Problem description:
Please write out exactly the lines of the data below from the line holding "like [491, 594]." through the line holding "like [1158, 372].", and leave out the rest.

------ Material shown

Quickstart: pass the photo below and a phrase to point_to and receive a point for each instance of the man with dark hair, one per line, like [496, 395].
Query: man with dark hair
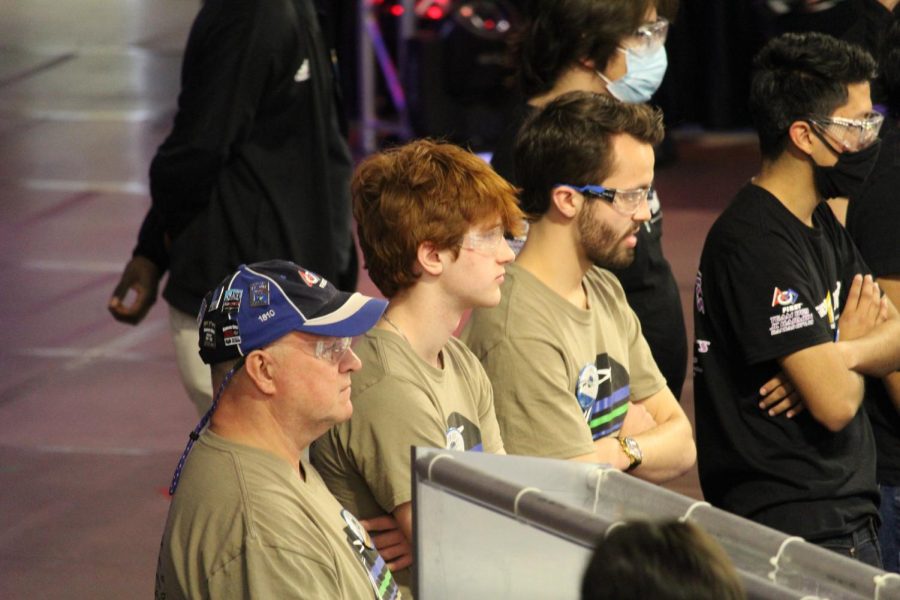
[431, 220]
[873, 220]
[664, 561]
[572, 374]
[614, 47]
[250, 518]
[783, 300]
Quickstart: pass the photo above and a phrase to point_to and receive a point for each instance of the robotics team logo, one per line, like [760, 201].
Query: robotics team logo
[379, 575]
[602, 390]
[784, 297]
[463, 434]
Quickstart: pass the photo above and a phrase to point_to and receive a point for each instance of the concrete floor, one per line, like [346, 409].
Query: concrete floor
[92, 414]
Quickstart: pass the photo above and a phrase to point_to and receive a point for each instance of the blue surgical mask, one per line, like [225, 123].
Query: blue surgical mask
[640, 82]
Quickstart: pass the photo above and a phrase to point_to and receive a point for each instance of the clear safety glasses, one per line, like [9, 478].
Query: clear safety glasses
[853, 135]
[330, 349]
[485, 242]
[649, 37]
[627, 202]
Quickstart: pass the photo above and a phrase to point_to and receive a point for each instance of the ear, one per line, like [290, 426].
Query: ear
[429, 258]
[566, 201]
[801, 135]
[261, 368]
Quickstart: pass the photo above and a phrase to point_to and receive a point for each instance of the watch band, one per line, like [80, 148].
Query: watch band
[632, 451]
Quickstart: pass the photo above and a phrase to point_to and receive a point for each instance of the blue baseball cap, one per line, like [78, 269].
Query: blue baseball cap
[262, 302]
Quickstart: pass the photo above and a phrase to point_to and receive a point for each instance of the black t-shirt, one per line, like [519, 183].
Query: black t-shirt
[873, 220]
[769, 286]
[648, 282]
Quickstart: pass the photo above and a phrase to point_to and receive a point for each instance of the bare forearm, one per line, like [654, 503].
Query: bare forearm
[876, 354]
[668, 450]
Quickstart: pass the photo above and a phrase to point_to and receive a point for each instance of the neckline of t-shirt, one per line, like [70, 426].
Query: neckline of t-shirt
[581, 315]
[815, 231]
[403, 344]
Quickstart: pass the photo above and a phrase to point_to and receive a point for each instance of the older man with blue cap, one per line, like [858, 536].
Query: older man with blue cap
[250, 517]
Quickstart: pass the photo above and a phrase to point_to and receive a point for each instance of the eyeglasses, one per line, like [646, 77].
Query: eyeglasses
[330, 349]
[852, 134]
[649, 37]
[485, 242]
[626, 202]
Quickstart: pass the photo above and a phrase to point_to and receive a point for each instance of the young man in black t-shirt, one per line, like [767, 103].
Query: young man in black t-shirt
[781, 301]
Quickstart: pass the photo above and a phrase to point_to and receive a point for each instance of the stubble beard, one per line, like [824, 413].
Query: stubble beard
[602, 244]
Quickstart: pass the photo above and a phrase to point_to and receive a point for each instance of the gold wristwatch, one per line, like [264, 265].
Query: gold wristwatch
[632, 451]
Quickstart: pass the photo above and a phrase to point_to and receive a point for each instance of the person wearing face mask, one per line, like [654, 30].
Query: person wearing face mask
[787, 316]
[613, 47]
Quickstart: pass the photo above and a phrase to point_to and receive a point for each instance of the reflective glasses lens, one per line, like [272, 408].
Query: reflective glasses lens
[852, 134]
[650, 36]
[485, 241]
[333, 350]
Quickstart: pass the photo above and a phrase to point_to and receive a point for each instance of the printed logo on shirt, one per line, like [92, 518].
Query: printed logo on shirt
[302, 73]
[794, 315]
[462, 434]
[698, 294]
[784, 297]
[602, 392]
[379, 575]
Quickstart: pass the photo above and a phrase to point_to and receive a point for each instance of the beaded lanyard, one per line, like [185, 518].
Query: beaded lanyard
[195, 434]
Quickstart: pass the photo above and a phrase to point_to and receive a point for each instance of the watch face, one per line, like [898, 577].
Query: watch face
[634, 450]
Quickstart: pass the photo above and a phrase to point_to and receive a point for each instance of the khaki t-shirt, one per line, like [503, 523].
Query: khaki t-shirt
[400, 401]
[242, 524]
[562, 375]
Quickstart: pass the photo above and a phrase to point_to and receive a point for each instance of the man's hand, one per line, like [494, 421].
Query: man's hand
[863, 309]
[136, 291]
[637, 420]
[779, 395]
[390, 542]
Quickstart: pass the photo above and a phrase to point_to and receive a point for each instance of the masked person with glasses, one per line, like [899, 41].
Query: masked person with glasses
[572, 373]
[614, 47]
[432, 219]
[784, 303]
[250, 517]
[873, 220]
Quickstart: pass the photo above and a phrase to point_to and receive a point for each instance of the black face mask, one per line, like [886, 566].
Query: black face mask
[848, 175]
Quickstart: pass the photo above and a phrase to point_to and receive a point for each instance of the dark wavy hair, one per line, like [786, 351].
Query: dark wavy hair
[797, 75]
[889, 64]
[664, 561]
[558, 33]
[569, 141]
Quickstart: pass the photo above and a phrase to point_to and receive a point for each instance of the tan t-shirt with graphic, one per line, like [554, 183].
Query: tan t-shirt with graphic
[400, 401]
[562, 375]
[243, 524]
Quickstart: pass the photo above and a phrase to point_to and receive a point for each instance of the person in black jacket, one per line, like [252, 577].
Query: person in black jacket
[256, 167]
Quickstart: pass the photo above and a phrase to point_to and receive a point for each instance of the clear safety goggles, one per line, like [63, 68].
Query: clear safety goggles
[853, 135]
[485, 242]
[626, 202]
[649, 37]
[330, 349]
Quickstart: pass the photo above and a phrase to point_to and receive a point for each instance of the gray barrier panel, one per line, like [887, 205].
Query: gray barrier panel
[523, 527]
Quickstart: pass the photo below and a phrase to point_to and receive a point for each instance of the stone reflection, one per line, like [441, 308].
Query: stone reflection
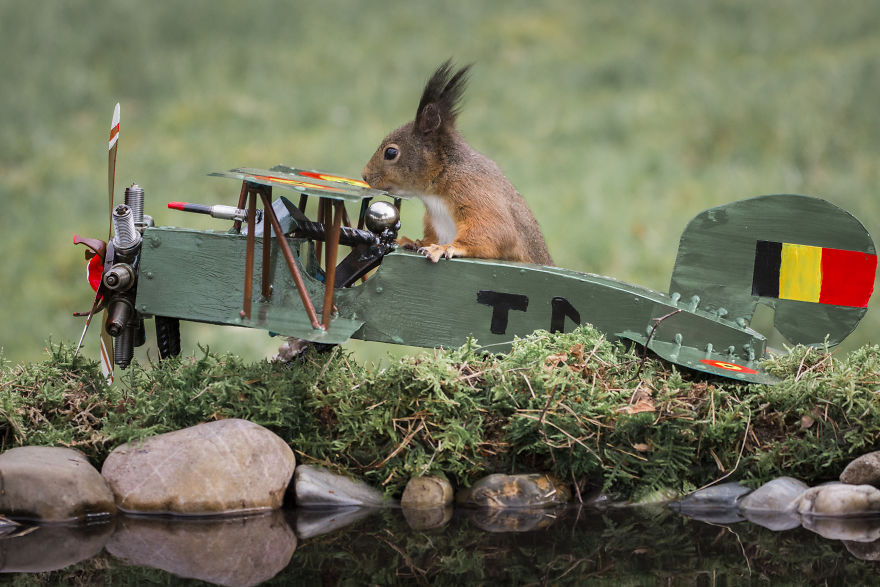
[427, 518]
[849, 529]
[51, 547]
[311, 522]
[228, 551]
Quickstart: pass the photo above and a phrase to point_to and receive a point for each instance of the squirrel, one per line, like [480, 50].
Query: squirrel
[471, 208]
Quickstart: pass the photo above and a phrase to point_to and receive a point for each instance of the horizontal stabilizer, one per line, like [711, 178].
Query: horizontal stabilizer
[812, 262]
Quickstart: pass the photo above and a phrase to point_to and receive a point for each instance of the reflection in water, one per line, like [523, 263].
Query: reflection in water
[389, 546]
[228, 551]
[51, 547]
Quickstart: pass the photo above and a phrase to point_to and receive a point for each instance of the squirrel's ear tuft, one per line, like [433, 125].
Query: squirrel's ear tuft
[440, 100]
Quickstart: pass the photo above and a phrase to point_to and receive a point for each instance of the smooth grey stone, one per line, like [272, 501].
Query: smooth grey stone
[776, 521]
[865, 470]
[318, 487]
[776, 496]
[53, 546]
[839, 500]
[311, 522]
[244, 550]
[851, 529]
[223, 467]
[52, 484]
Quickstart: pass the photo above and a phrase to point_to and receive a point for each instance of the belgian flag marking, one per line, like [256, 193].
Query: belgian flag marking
[728, 366]
[813, 274]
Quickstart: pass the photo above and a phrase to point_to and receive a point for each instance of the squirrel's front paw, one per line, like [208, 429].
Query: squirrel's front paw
[434, 252]
[408, 243]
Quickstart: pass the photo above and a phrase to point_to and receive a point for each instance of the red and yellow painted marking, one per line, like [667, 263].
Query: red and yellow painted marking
[292, 182]
[728, 366]
[309, 185]
[335, 178]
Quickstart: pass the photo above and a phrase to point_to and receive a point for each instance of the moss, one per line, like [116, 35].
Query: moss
[573, 404]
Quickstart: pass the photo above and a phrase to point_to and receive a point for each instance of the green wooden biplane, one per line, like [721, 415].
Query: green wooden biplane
[278, 270]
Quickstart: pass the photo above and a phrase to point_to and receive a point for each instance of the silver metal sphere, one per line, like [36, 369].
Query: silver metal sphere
[381, 215]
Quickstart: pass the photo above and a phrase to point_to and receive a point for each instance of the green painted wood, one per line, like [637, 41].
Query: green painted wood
[716, 258]
[412, 301]
[195, 275]
[198, 276]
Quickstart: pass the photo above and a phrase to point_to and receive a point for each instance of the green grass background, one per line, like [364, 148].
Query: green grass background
[618, 121]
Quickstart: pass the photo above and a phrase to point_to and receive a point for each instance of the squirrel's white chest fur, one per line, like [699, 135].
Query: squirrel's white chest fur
[440, 217]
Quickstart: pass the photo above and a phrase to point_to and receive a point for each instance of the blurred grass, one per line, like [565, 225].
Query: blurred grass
[619, 121]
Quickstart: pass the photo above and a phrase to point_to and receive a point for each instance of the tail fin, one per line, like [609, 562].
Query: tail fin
[811, 261]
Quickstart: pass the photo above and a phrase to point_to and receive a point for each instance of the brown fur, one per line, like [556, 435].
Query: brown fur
[457, 184]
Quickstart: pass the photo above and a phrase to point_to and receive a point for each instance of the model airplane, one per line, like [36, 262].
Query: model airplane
[811, 261]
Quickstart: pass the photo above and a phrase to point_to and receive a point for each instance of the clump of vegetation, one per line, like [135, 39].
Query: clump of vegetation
[588, 410]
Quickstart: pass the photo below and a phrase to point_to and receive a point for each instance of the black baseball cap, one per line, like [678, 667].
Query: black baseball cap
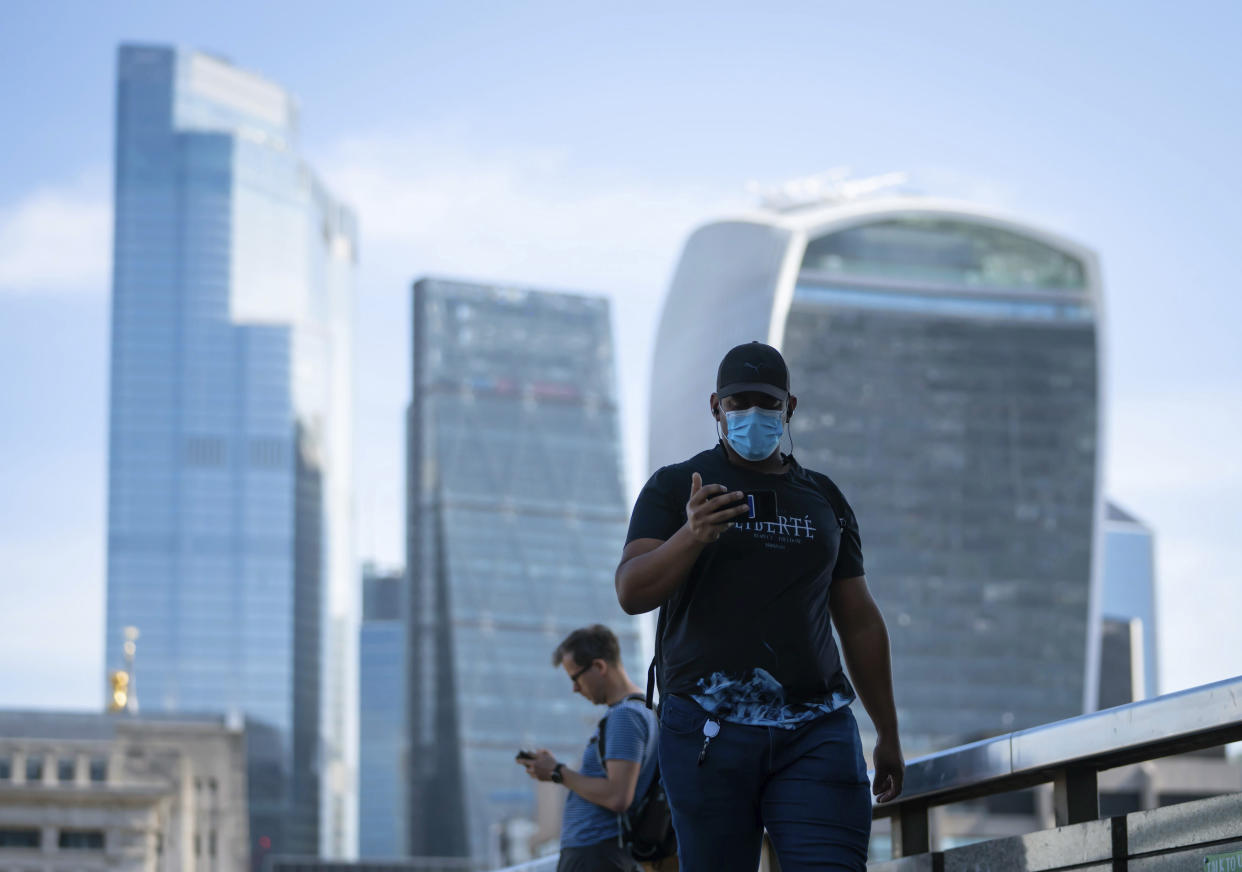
[753, 367]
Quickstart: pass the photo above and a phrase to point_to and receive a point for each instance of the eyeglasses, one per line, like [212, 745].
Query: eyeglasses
[578, 675]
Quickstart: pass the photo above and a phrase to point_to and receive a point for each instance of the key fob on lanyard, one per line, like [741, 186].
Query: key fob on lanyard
[711, 729]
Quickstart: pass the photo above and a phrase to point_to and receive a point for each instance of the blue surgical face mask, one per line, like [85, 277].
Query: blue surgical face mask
[755, 432]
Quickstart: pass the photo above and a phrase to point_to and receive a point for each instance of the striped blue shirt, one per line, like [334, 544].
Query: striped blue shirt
[631, 734]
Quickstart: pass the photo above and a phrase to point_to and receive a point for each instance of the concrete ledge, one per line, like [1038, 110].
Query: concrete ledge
[1184, 825]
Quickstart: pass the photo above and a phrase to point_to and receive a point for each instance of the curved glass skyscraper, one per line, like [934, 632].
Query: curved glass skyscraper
[947, 367]
[229, 470]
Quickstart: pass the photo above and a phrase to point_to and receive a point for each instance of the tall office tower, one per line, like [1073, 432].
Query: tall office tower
[229, 470]
[1128, 608]
[516, 521]
[381, 732]
[947, 367]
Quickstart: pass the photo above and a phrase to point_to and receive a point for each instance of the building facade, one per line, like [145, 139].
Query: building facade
[381, 733]
[229, 468]
[947, 367]
[96, 793]
[516, 521]
[1128, 608]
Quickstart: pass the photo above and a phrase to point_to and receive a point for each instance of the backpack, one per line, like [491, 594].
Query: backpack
[647, 824]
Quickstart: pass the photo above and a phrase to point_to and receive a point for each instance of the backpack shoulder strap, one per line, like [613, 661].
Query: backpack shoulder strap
[604, 723]
[652, 671]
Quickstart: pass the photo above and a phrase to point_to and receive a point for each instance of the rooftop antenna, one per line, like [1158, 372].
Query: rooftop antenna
[124, 696]
[832, 186]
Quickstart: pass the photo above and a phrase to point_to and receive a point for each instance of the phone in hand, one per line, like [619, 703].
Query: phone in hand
[763, 506]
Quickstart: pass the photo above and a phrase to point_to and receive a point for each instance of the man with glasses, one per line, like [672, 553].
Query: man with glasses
[752, 559]
[605, 785]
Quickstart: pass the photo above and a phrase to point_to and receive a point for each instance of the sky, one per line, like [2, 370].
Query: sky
[574, 147]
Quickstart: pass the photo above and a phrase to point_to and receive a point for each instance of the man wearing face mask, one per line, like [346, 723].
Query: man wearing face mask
[755, 724]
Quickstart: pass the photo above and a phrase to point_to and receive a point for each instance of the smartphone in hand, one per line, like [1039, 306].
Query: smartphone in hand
[761, 503]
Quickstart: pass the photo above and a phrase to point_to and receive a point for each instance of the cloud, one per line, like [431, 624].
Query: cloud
[432, 203]
[57, 237]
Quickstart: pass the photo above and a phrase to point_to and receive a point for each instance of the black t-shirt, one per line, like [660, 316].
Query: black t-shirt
[756, 598]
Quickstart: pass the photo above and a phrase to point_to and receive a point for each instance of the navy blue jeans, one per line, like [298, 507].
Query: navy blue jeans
[807, 786]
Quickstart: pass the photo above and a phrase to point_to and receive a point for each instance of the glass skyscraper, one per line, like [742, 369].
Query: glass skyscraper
[517, 517]
[229, 486]
[381, 717]
[1128, 604]
[947, 367]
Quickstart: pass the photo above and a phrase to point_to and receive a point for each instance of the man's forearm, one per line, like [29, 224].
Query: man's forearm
[645, 581]
[867, 657]
[601, 791]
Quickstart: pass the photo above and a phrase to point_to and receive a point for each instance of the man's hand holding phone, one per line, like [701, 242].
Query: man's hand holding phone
[539, 764]
[712, 509]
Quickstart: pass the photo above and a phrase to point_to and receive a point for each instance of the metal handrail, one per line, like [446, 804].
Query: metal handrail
[1068, 753]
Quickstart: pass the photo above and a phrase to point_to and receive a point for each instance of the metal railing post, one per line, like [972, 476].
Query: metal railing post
[912, 831]
[1076, 795]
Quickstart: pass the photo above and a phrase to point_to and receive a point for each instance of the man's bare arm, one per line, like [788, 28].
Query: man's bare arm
[865, 646]
[614, 791]
[652, 569]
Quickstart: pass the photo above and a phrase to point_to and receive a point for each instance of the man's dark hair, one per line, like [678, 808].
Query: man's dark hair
[588, 645]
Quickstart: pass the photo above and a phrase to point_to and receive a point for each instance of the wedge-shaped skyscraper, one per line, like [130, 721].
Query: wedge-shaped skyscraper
[517, 518]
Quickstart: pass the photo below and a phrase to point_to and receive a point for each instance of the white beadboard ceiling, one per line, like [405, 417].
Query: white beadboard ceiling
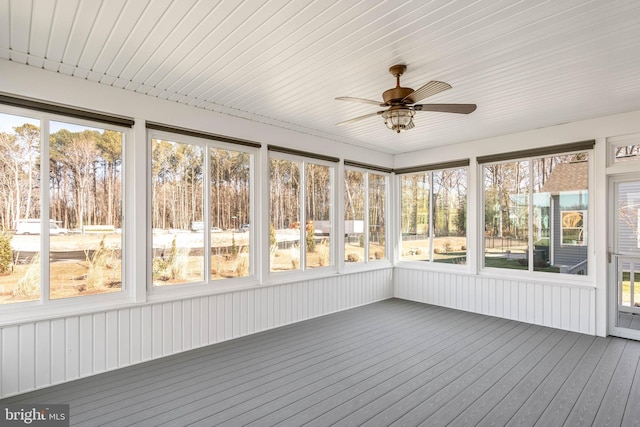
[526, 64]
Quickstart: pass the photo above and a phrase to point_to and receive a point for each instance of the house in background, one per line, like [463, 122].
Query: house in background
[568, 209]
[184, 83]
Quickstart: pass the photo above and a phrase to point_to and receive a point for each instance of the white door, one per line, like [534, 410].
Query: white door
[624, 259]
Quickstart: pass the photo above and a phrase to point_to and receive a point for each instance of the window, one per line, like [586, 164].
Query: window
[300, 212]
[365, 209]
[434, 216]
[535, 213]
[192, 243]
[73, 222]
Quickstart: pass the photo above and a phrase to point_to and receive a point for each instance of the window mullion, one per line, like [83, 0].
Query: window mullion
[206, 213]
[45, 236]
[366, 218]
[530, 254]
[303, 215]
[431, 212]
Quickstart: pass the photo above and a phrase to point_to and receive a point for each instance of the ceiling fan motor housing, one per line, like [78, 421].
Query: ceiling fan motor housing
[396, 95]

------------

Response to this task:
Quickstart: pass the photo above and a phrase to point_to and receive a point for each instance of the backpack, one per line, like [491, 594].
Query: backpack
[647, 824]
Quickstart: pass the photo above and a phrase to point_to and receive a point for each instance of the backpack shoulder strap, one per line, like [613, 661].
Query: backpack shoulder strap
[604, 723]
[652, 671]
Quickstart: pass the photo above and a phrase to point_to and receive a point for each instance of the rooftop antenna, one per line, like [1158, 372].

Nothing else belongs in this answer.